Чтобы сохранить равновесие политических сил в правительстве, в январе 1919 г. в дополнение к Игнатьеву в кабинет в качестве управляющего делами вошел еще один социалист, местный уроженец меньшевик К.Г. Маймистов. Кроме того, Чайковский сохранил за собой номинальное председательство в правительстве, назначив себе временным заместителем левого кадета П.Ю. Зубова. Политика кабинета также должна была остаться неизменной, в связи с чем не было сделано никаких правительственных заявлений по случаю произошедших перестановок
[386]. Однако несмотря на то что высшая власть на Севере оставалась подчеркнуто коллегиальной и гражданской, отъезд Чайковского не мог не повлиять на расстановку сил в руководстве краем.

• ПИСЬМЕННОЕ ЗАДАНИЕ: Перепишите без изменений отрывок из фрагмента документа выше: от слов «Чтобы сохранить равновесие» до слов «в руководстве краем.» включительно.

• ПРЕДОСТАВЛЕННЫЕ ДАННЫЕ:
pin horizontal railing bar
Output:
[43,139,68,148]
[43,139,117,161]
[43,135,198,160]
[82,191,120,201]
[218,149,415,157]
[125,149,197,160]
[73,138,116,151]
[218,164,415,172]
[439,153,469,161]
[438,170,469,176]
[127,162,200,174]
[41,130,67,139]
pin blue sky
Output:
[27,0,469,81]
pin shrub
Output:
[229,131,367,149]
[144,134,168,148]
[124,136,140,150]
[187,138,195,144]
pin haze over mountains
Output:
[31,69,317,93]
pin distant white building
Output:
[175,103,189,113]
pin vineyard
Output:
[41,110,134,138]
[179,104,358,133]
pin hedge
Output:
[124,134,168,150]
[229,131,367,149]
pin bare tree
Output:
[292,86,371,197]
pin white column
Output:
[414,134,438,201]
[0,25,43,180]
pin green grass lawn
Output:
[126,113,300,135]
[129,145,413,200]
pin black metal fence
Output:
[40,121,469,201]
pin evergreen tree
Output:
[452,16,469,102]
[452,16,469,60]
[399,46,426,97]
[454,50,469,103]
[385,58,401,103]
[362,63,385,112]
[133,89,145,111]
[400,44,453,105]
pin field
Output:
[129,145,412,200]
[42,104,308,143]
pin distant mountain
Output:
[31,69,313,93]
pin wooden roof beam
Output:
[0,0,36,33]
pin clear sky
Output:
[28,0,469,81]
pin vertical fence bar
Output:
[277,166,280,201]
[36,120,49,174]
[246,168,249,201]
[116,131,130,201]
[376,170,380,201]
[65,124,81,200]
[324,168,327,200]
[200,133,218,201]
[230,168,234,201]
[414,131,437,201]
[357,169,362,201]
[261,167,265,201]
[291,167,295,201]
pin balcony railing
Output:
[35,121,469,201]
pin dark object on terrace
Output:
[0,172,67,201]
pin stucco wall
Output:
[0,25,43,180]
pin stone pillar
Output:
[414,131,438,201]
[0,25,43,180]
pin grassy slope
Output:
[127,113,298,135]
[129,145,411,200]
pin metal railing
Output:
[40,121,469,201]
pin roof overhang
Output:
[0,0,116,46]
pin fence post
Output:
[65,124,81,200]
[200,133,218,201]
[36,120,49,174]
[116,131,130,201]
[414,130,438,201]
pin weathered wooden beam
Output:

• ВЫПОЛНЕННОЕ ЗАДАНИЕ:
Чтобы сохранить равновесие политических сил в правительстве, в январе 1919 г. в дополнение к Игнатьеву в кабинет в качестве управляющего делами вошел еще один социалист, местный уроженец меньшевик К.Г. Маймистов. Кроме того, Чайковский сохранил за собой номинальное председательство в правительстве, назначив себе временным заместителем левого кадета П.Ю. Зубова. Политика кабинета также должна была остаться неизменной, в связи с чем не было сделано никаких правительственных заявлений по случаю произошедших перестановок
[386]. Однако несмотря на то что высшая власть на Севере оставалась подчеркнуто коллегиальной и гражданской, отъезд Чайковского не мог не повлиять на расстановку сил в руководстве краем.